Task directions: Return, word for word, only the lines from the one containing "Point to the paved" through the last line of the entries.

(Data items)
┄┄┄┄┄┄┄┄┄┄

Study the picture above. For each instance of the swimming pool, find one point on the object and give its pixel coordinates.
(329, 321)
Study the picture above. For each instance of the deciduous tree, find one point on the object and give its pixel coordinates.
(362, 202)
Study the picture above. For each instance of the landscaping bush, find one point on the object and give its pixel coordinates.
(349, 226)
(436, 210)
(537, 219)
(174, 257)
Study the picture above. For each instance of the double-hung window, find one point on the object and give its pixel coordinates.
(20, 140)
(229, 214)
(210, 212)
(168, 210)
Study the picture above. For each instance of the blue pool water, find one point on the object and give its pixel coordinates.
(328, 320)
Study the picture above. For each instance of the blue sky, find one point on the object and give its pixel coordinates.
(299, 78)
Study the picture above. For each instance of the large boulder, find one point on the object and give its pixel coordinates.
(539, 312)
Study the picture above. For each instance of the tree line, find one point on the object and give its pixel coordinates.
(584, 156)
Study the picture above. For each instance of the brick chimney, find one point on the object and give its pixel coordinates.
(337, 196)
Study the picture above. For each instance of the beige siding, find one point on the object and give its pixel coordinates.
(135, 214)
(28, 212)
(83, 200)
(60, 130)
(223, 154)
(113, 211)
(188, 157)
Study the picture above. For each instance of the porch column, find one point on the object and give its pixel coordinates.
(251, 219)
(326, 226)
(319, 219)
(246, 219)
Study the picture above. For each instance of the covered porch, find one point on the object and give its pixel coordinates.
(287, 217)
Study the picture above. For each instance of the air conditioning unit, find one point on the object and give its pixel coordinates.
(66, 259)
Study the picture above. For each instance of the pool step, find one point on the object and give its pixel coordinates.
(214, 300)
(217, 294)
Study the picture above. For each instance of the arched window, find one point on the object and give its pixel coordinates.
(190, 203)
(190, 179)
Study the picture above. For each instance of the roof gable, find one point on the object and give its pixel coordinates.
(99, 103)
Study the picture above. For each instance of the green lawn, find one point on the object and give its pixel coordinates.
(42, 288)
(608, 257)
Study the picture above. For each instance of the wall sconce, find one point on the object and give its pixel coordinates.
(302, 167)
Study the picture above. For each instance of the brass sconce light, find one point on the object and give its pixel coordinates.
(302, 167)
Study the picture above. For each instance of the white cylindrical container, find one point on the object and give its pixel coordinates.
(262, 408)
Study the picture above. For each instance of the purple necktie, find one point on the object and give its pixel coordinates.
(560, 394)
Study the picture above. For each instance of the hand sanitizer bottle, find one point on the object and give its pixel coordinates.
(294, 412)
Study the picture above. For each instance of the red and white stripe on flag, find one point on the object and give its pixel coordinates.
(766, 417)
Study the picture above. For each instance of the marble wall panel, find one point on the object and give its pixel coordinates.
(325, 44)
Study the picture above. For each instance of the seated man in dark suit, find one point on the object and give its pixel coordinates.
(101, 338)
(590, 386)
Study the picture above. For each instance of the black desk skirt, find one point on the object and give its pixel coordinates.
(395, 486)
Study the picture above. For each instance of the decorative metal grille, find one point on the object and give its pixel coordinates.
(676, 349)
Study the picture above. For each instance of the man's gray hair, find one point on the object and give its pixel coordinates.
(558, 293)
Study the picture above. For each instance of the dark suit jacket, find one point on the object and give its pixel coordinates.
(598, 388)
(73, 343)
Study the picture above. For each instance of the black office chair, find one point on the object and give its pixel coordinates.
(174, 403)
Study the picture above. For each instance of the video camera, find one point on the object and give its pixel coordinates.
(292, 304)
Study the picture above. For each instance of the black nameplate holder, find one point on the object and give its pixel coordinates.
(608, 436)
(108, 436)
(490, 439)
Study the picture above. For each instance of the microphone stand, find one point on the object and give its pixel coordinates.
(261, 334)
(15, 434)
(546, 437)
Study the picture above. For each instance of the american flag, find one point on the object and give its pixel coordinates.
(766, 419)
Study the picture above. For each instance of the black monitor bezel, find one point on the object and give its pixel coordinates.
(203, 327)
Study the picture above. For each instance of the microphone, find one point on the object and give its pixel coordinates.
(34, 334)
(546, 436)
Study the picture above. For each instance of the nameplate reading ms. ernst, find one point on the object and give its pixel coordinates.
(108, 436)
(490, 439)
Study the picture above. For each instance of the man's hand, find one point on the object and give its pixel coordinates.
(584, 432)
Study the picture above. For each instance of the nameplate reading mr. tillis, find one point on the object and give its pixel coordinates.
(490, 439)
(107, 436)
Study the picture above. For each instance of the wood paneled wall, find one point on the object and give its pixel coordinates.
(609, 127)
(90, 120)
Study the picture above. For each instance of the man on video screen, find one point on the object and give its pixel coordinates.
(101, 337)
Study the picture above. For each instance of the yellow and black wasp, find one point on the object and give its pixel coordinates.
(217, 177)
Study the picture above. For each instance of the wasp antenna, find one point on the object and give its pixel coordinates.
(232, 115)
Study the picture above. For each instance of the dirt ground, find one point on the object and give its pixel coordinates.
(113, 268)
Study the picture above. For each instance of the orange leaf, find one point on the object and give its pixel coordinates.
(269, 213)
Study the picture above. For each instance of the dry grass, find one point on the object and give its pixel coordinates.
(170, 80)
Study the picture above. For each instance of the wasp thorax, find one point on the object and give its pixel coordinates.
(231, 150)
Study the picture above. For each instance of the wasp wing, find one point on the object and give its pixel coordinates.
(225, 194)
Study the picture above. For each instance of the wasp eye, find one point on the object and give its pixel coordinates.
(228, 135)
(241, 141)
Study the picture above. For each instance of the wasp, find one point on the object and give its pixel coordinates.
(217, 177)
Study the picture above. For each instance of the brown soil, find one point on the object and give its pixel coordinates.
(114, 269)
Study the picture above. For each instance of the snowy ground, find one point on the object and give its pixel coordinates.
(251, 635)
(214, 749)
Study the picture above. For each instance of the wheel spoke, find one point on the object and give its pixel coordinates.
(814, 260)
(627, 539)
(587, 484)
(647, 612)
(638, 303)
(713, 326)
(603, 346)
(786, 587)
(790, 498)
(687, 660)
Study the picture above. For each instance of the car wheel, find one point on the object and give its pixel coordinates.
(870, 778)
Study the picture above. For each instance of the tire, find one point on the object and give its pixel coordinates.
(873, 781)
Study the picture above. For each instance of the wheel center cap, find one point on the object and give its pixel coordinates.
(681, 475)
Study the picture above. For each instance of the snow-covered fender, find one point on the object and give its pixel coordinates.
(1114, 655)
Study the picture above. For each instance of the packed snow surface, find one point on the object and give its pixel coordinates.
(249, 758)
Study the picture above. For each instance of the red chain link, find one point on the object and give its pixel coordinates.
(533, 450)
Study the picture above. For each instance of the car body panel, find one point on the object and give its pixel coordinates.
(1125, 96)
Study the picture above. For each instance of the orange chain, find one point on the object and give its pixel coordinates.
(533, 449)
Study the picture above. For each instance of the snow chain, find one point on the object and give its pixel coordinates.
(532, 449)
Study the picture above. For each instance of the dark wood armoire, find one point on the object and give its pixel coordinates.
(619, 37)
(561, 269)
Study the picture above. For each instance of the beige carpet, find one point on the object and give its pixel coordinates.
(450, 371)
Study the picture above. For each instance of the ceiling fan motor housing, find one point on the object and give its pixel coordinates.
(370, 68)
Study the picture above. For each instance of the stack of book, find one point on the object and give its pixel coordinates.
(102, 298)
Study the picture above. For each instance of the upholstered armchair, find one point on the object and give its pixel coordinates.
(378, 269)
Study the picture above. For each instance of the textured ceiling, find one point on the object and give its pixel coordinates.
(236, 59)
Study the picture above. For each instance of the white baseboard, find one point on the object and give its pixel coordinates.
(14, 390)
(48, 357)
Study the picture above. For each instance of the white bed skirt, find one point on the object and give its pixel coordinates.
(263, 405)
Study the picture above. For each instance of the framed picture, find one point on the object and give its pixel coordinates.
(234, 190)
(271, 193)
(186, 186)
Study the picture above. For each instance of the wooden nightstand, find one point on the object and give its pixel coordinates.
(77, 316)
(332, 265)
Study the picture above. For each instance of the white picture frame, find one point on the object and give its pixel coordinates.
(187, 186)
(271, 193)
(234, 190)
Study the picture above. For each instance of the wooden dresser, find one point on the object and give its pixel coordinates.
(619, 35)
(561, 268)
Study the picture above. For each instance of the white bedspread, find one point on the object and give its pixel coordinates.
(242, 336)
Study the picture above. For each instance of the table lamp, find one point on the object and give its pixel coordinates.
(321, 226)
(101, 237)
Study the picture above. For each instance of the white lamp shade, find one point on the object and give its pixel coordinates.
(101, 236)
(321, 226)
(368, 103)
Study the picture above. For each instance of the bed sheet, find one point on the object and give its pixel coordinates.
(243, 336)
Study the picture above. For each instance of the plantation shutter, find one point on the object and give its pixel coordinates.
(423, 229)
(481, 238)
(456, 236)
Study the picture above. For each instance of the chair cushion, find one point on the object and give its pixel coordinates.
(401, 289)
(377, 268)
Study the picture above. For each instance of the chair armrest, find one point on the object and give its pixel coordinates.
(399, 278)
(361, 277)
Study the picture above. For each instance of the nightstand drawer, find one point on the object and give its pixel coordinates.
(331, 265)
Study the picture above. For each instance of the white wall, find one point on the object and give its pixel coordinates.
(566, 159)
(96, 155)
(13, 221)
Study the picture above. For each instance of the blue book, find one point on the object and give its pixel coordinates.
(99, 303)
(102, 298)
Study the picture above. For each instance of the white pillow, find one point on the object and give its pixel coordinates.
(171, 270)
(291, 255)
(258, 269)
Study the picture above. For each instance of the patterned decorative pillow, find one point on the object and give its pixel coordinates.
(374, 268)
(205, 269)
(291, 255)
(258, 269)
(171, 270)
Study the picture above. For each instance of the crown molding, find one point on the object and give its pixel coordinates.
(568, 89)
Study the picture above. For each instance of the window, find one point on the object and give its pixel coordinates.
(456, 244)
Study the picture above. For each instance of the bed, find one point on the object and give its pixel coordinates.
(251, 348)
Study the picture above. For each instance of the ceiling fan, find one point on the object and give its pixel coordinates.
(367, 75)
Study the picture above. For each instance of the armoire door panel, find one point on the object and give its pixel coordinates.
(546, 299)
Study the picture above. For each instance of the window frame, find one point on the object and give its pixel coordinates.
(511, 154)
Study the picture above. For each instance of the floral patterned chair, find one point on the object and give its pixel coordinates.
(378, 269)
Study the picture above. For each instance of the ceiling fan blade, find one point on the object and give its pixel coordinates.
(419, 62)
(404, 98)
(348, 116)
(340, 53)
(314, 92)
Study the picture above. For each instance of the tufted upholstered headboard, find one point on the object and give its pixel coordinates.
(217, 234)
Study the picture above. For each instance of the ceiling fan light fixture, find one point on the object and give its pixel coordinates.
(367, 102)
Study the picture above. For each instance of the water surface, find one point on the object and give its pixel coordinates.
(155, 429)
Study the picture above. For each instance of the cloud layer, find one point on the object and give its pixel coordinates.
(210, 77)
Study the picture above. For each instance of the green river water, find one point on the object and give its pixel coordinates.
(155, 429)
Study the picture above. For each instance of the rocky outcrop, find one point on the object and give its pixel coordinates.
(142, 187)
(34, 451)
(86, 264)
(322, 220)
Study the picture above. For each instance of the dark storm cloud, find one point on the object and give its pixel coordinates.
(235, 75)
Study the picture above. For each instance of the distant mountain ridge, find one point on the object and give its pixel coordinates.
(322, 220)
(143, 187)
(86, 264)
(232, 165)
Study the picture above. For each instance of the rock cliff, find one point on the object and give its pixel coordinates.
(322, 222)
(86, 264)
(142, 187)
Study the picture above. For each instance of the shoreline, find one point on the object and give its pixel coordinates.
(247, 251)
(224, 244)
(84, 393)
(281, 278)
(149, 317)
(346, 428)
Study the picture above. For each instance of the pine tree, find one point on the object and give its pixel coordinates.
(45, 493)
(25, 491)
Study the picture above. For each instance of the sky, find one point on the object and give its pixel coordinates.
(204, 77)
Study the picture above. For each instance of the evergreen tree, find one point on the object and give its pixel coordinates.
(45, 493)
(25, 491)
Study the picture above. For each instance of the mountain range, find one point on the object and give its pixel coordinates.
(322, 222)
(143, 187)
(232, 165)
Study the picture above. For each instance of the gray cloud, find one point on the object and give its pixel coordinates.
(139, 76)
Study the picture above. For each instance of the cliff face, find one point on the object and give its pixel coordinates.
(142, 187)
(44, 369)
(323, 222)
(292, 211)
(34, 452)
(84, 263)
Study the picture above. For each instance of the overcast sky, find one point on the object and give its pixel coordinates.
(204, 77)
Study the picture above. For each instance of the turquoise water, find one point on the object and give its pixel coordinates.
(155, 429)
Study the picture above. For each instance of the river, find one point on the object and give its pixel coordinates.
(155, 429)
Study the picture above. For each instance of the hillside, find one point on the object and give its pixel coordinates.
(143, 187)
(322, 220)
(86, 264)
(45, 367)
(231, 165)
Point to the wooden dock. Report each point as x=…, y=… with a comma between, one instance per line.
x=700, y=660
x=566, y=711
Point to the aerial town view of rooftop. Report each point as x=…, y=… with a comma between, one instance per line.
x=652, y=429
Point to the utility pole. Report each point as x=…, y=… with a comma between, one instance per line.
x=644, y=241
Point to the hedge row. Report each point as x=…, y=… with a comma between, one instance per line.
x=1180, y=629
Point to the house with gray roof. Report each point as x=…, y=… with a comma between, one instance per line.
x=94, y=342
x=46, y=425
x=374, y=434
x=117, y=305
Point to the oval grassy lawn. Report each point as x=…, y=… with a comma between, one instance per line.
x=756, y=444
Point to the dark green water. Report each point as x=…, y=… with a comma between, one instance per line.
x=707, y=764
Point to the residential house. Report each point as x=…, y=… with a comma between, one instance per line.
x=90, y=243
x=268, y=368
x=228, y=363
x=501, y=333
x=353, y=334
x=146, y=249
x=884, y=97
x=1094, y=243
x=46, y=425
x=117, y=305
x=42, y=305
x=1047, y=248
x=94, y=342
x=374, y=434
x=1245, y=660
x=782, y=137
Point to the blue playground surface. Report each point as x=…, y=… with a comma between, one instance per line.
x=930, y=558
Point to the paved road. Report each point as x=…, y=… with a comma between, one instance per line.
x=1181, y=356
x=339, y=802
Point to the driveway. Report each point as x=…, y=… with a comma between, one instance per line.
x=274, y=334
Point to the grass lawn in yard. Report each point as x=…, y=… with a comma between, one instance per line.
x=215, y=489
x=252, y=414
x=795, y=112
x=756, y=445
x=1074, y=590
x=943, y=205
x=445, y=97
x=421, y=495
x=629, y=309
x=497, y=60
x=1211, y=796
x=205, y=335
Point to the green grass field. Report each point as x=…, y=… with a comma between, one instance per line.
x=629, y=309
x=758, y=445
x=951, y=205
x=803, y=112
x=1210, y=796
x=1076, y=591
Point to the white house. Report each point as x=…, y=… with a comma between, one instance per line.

┄┄┄┄┄┄┄┄┄┄

Worked solution:
Point to the paved road. Report each point as x=…, y=… with a comma between, one instance per line.
x=1181, y=356
x=339, y=802
Point to the driveway. Report each point as x=…, y=… with a comma between, one instance per line.
x=274, y=334
Point to the grass lawn in yard. Report each point as x=…, y=… with a comma between, one instance per line.
x=215, y=489
x=252, y=414
x=795, y=112
x=756, y=445
x=1074, y=590
x=943, y=205
x=445, y=97
x=421, y=495
x=629, y=309
x=497, y=60
x=1211, y=796
x=205, y=335
Point to the green grass field. Report each point as x=…, y=… with a comma between, one instance per line.
x=629, y=309
x=758, y=445
x=951, y=205
x=803, y=112
x=1210, y=796
x=1076, y=591
Point to the white house. Report each point as x=…, y=… with a comma between, one instance per line.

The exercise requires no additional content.